_INSTRUCTIONS TO FOLLOW_
Resume the report on professor Tuna Altınel's ordeal in Turkey, writing on from its final sentence.

_DOCUMENT PASSAGE_
>>>>
Tuna Altınel’s colleagues view the 55-year-old as another victim of a crackdown against academia and Kurdish causes that gathered force after President Recep Tayyip Erdoğan survived a coup attempt in 2016.

The professor of mathematical logic and set theory at Lyon’s Claude Bernard University agrees.

“I am a hostage of the Turkish state,” Altınel told AFP at his İstanbul home.

Gangly, bespectacled and occasionally sporting a shy grin, the professor’s plight gained added attention as a diplomatic feud played out in the past year between Paris and Ankara.

Altınel’s personal nightmare began in May 2019, shortly after he arrived for a holiday in Turkey.

Instead of returning well-rested to Lyon, the French city where he has taught and lived for 25 years, Altınel discovered that he was suspected of “membership in a terrorist organization.”

He was detained and tried for disseminating “terrorist propaganda” while acting as an interpreter at a pro-Kurdish meeting in France earlier that year.

Released in July 2019 and acquitted in January 2020, Altınel has since learned that he is the subject of a new Turkish investigation of which he knows little about.

That probe appears to have served as justification for the government’s refusal to return his travel documents.

 ‘A little sad’

Altınel first popped up on officials’ radar in 2016, when he joined nearly 2,000 academics in signing a petition demanding an end of Turkish military operations in the predominantly Kurdish southeast.

Outlawed Kurdistan Workers’ Party (PKK) militants have been waging an insurgency in the mountainous region for decades that has killed tens of thousands.

But while the militants are viewed as terrorists by Turkey’s Western allies, Erdoğan’s critics believe he is using the fight to suppress ethnic Kurds’ legitimate rights.

Altınel was also charged and acquitted after signing the 2016 petition. Now, he said he is “doing everything I can” to get back his passport and return to Lyon.

He has filed a lawsuit against Turkish officials and been bounced from one court to another by an “administrative machine that seeks to drown, crush people with bureaucracy,” he said.
<<<<
_RAW DATA_
>>>>
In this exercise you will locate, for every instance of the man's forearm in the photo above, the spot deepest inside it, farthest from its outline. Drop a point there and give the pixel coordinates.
<<<<
_EXERCISE RESULT_
Altınel said he has little choice but to conclude that his travel ban is punishment for his commitment to human rights and the Kurdish cause.

“The Turkish state prevents opponents who embarrass it from leaving, keeping them hostage,” he said.

“It’s a way of accepting that the country is a prison, which is a little sad.”

Still teaching

Altınel considers himself relatively lucky because — as a French civil servant — he still gets his salary.

He also continues to teach, in his own special way.

“When I was in prison, I taught my fellow inmates English and French,” Altınel said.

“So we continue these lessons through letters. They write to me and I write back letters that are 15 or 20 pages long. I teach them that way.”

And while waiting for his legal problems to play themselves out, he also studies Kurdish, which he began to pick up from his fellow inmates.

Although supported by other academics in France, who are campaigning for him on social media, Altınel fears being forgotten by French officials and “falling into oblivion”.

Nevertheless, and perhaps risking further alienating Turkish officials, Altınel still joins demonstrations for causes he backs in İstanbul, refusing to “self-censor.”

“If I restricted myself, it would mean I accept that the state has won,” he said. “And I do not accept that.”